• _Exercise brief_:
The required output is the line containing "TARGET = light blue jeans" through the final line of the material below, printed exactly, with no other lines.

Records from a point labeling set
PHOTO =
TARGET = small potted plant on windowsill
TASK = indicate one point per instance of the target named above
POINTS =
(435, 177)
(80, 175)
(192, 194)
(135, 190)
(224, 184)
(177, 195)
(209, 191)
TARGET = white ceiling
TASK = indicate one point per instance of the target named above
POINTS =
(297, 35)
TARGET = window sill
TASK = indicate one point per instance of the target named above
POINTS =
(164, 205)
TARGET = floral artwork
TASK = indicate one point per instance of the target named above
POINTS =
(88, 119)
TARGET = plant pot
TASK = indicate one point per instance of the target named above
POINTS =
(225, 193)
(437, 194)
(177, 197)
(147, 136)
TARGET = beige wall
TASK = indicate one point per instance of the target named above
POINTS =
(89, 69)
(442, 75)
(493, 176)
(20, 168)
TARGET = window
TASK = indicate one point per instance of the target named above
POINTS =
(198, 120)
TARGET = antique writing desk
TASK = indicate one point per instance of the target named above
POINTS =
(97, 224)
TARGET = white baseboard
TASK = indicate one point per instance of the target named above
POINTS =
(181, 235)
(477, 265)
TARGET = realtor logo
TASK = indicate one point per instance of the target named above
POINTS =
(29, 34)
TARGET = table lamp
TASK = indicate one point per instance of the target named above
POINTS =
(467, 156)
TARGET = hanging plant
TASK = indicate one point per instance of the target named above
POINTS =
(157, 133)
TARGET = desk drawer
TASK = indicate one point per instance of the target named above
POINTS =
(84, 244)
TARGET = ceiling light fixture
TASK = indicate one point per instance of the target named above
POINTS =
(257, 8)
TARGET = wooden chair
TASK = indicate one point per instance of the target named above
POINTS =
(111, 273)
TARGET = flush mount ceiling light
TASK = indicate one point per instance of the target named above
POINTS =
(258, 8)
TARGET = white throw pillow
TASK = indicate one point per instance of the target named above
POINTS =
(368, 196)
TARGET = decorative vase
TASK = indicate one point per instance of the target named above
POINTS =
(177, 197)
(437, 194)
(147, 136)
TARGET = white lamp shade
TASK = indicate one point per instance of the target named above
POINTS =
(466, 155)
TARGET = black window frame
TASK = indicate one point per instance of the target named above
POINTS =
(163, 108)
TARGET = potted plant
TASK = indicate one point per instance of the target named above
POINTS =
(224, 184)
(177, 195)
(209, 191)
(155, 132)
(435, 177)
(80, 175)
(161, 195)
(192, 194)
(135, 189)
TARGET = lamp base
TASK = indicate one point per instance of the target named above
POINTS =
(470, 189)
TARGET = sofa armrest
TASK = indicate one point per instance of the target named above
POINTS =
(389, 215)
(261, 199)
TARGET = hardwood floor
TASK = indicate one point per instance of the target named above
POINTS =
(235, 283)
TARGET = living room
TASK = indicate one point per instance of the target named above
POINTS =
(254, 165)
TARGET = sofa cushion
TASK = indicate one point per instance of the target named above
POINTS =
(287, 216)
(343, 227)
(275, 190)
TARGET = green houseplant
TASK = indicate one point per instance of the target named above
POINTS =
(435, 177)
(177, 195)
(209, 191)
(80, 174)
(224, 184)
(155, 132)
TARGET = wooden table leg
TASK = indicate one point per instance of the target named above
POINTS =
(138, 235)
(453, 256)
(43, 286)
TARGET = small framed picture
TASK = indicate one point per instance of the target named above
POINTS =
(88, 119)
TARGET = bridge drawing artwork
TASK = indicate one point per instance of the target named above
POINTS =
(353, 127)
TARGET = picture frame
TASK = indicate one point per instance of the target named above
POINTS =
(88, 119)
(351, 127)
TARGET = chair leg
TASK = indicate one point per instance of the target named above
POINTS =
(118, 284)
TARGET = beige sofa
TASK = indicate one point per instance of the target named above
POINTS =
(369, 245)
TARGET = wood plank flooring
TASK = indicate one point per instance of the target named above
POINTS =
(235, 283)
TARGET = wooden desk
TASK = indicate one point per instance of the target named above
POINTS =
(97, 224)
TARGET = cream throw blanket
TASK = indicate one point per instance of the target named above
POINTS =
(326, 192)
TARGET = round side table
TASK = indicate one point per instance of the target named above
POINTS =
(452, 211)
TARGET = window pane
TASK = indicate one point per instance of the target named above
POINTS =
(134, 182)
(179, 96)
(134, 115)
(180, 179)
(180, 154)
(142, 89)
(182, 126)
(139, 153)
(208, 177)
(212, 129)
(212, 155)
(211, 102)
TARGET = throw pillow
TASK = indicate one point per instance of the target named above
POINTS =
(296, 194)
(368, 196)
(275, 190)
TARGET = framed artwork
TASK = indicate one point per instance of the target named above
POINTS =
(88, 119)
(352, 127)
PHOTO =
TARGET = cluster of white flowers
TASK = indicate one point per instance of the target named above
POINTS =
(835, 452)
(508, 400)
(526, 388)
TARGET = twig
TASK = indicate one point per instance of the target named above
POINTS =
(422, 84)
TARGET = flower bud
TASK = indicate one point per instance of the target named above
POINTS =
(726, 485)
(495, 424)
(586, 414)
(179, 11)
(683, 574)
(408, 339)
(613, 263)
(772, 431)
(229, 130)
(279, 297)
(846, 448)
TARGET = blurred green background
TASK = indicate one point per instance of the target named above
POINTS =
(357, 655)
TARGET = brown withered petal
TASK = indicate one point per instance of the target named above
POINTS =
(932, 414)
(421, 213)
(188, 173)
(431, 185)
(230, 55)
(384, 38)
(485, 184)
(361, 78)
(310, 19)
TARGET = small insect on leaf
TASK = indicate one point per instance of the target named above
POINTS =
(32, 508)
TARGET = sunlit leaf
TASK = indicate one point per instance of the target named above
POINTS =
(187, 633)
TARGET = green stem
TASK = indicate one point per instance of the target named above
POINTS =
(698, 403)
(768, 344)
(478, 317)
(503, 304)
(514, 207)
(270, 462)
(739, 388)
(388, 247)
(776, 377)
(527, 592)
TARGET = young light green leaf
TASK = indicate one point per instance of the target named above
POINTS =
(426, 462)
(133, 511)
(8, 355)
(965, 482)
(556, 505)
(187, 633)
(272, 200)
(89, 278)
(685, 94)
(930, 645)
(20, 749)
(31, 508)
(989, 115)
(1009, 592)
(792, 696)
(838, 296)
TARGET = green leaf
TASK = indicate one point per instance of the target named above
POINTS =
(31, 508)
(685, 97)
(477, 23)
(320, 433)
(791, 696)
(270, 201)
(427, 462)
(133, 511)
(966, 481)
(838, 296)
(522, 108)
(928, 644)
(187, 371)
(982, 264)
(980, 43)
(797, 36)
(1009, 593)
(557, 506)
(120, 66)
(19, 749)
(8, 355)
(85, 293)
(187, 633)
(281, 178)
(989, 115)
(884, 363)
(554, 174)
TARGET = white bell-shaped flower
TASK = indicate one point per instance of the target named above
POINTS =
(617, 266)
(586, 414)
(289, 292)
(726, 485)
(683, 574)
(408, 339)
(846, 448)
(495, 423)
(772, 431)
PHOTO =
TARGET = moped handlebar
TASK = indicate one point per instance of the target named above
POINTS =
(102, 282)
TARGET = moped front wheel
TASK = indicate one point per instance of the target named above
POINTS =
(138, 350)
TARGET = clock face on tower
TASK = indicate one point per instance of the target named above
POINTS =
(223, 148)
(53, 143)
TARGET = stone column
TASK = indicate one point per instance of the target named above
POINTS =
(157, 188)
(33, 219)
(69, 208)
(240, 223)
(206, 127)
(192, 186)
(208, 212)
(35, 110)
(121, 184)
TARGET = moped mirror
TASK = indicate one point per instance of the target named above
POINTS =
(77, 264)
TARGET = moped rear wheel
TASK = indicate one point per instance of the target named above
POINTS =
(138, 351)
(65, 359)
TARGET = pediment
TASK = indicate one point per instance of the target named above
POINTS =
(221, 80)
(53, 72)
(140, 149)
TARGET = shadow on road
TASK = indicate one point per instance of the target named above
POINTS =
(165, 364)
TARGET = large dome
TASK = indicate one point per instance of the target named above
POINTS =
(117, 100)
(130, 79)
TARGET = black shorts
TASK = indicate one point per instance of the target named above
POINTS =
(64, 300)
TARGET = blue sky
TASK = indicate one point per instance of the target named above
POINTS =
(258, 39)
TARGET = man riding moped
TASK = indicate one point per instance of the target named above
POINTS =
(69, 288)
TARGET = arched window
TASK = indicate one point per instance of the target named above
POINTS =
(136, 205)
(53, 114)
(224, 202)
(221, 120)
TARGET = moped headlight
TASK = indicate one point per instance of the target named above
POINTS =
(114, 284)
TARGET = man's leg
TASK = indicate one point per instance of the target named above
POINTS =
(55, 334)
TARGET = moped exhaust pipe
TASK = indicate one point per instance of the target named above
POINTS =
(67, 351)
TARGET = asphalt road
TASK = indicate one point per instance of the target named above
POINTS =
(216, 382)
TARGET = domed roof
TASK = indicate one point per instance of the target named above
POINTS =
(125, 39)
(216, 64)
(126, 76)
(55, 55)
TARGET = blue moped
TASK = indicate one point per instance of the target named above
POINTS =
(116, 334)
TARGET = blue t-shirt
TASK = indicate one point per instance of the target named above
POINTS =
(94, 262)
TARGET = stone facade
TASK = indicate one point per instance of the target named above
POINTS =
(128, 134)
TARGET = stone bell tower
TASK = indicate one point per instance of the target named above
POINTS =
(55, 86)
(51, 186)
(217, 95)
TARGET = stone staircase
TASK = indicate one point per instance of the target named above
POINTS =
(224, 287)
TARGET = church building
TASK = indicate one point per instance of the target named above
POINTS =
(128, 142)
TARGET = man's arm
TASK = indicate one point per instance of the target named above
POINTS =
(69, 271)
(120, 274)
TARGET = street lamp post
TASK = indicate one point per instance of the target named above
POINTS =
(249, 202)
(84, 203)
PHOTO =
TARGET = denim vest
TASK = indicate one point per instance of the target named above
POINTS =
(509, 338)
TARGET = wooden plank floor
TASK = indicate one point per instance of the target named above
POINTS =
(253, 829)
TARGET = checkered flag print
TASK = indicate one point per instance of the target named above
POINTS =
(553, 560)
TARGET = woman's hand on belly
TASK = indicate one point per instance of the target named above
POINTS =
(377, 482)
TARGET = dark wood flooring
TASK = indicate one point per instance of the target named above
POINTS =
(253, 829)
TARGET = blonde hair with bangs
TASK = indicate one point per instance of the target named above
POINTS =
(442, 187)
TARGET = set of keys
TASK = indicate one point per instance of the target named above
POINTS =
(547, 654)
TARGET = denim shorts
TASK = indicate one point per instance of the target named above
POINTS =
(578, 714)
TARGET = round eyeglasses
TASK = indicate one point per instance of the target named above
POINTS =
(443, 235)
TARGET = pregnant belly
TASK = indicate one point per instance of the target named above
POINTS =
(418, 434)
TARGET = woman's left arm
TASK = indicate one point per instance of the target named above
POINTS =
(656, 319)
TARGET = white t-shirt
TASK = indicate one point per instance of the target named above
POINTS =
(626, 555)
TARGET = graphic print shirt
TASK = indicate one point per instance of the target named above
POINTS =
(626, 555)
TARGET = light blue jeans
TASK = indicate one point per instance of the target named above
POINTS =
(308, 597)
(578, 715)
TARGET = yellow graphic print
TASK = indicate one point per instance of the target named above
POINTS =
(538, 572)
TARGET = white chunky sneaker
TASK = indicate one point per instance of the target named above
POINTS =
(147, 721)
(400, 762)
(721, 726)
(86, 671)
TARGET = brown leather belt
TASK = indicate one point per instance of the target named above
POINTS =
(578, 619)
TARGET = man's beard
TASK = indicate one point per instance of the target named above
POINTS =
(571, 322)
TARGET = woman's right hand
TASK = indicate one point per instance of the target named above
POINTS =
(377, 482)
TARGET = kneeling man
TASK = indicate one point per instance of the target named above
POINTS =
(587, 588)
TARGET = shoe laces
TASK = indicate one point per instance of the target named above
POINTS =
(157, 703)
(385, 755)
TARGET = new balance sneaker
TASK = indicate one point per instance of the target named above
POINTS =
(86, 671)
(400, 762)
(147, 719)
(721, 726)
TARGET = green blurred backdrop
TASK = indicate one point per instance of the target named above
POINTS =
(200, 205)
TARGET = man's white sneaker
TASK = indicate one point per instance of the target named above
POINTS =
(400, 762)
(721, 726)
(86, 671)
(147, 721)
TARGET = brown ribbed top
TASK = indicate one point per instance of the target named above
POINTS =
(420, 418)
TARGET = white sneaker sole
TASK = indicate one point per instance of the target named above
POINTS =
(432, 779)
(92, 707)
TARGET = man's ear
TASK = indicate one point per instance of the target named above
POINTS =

• _The output_:
TARGET = light blue jeans
TASK = indicate one point per instance of the target named above
POINTS =
(308, 597)
(578, 715)
TARGET = yellow graphic print
TASK = indicate one point per instance of the target named above
POINTS =
(538, 572)
TARGET = white chunky sneaker
TASK = indicate one point per instance of the target named above
POINTS =
(147, 721)
(400, 762)
(721, 726)
(86, 671)
TARGET = brown leather belt
TASK = indicate one point per instance of the target named above
POINTS =
(578, 619)
TARGET = man's beard
TASK = indicate one point per instance of the target named above
POINTS =
(571, 322)
TARGET = woman's right hand
TASK = indicate one point per instance of the target named above
POINTS =
(377, 482)
TARGET = kneeling man
TASK = indicate one point per instance of the target named above
POINTS =
(587, 588)
TARGET = shoe laces
TASK = indicate one point per instance of the target named above
POINTS =
(157, 703)
(385, 755)
TARGET = new balance sneaker
TASK = indicate one point per instance of the target named above
POINTS =
(86, 671)
(400, 762)
(147, 719)
(721, 726)
TARGET = green blurred backdrop
TASK = indicate one point per instance of the target named above
POINTS =
(200, 205)
TARGET = man's white sneaker
TASK = indicate one point per instance of the target named above
POINTS =
(400, 762)
(721, 726)
(86, 671)
(147, 721)
TARGET = brown ribbed top
TASK = indicate one point per instance of the target named above
POINTS =
(420, 418)
TARGET = white sneaker sole
TASK = indicate one point per instance of the target named above
POINTS =
(432, 779)
(92, 707)
TARGET = man's ear
TASK = indicate one point per instance of the target named above
POINTS =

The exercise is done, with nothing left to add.